→ **Task**:
Count how many of the lines below contain the word "hood", and reply with that number alone.

→ **Source material**:
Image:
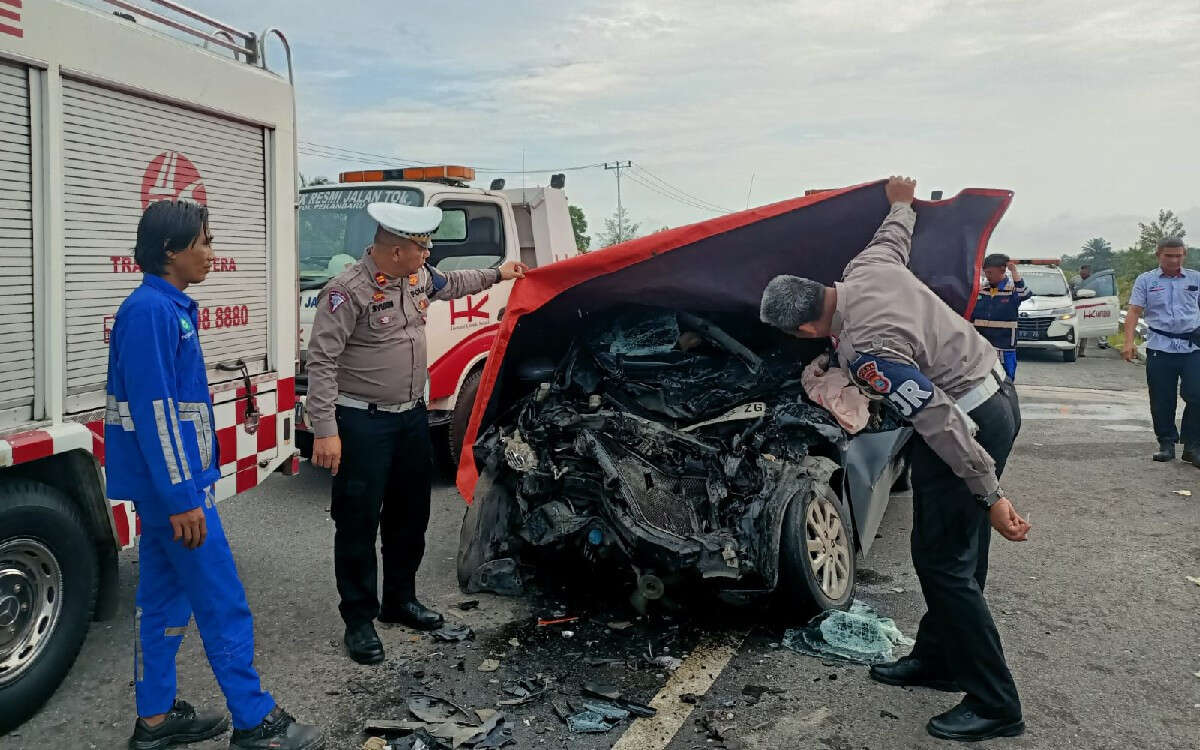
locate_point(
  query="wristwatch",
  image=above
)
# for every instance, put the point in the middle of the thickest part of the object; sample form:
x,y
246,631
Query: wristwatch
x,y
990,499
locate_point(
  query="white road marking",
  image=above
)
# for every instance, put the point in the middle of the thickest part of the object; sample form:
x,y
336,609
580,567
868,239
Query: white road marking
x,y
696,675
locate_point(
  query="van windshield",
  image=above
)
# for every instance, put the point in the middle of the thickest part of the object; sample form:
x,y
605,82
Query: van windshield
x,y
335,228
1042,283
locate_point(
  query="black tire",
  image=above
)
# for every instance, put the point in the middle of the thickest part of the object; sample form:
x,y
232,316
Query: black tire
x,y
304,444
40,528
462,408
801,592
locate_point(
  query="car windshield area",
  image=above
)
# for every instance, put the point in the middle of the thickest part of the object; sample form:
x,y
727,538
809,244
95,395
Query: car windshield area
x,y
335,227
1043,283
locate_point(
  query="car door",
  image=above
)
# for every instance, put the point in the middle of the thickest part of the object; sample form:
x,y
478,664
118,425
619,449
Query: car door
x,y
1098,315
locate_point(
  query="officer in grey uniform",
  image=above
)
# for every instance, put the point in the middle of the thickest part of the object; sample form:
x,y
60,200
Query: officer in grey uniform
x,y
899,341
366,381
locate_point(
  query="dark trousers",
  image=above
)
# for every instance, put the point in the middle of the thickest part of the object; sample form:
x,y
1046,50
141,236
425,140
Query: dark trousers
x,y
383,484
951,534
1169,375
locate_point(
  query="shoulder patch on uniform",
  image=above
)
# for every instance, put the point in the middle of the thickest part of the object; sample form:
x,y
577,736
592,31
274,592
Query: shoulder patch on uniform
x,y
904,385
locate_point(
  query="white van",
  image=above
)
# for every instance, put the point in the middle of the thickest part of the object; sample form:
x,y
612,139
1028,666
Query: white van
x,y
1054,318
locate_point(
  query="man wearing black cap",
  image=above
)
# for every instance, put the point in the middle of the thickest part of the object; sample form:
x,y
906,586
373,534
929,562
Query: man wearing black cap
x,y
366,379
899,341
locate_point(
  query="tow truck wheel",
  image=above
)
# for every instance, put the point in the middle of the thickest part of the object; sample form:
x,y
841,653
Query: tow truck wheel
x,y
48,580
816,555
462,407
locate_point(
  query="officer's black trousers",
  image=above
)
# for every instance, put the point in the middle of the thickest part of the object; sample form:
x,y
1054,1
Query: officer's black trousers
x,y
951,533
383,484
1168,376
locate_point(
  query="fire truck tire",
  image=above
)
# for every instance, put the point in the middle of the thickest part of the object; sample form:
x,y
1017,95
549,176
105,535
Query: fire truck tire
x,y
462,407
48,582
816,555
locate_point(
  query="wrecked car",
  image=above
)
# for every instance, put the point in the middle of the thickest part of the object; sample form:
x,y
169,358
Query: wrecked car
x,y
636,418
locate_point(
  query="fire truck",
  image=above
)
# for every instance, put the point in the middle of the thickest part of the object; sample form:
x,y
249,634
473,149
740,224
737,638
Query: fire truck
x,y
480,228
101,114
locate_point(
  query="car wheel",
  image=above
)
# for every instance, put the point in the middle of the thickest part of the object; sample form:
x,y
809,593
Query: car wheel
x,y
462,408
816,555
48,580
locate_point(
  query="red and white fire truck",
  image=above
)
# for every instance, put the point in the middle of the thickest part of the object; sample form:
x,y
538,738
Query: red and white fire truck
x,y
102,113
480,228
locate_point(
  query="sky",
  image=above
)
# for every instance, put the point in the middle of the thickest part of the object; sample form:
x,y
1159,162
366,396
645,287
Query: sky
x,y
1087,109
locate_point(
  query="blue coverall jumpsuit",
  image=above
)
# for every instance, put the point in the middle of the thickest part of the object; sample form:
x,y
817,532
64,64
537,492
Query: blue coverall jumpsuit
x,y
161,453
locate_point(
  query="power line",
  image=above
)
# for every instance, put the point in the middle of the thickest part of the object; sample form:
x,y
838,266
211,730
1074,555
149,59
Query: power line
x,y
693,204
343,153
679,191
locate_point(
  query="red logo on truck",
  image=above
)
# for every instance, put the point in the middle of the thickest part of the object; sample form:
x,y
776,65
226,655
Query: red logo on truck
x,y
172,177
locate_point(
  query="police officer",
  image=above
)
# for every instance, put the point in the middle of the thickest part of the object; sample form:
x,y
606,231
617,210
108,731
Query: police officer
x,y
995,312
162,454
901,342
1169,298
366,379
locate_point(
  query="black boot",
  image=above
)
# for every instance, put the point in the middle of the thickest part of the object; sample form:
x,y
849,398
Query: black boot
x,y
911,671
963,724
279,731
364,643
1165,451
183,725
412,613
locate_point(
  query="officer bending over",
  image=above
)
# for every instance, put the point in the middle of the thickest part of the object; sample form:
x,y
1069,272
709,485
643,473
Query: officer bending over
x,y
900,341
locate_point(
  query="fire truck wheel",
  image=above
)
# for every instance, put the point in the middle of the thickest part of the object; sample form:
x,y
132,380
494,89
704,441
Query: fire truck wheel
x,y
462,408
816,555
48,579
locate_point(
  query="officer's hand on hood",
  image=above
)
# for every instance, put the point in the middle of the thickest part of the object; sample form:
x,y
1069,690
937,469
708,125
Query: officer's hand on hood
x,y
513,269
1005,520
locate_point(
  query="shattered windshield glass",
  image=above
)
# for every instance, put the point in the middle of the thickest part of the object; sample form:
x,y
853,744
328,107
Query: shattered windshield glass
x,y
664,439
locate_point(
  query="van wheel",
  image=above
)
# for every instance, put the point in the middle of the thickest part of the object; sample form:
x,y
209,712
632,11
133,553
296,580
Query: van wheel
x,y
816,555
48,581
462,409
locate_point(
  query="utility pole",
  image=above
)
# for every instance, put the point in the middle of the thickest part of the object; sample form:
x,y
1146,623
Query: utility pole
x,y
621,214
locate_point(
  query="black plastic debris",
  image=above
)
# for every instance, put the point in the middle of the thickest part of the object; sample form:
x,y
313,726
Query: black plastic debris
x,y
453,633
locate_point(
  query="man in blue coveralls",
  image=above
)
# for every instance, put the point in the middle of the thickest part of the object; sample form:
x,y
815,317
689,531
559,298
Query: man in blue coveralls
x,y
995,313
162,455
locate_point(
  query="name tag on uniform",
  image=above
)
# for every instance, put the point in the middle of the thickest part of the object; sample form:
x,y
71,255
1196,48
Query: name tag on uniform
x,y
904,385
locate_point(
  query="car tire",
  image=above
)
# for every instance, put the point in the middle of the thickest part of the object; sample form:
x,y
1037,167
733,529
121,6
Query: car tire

→ **Solution to this problem**:
2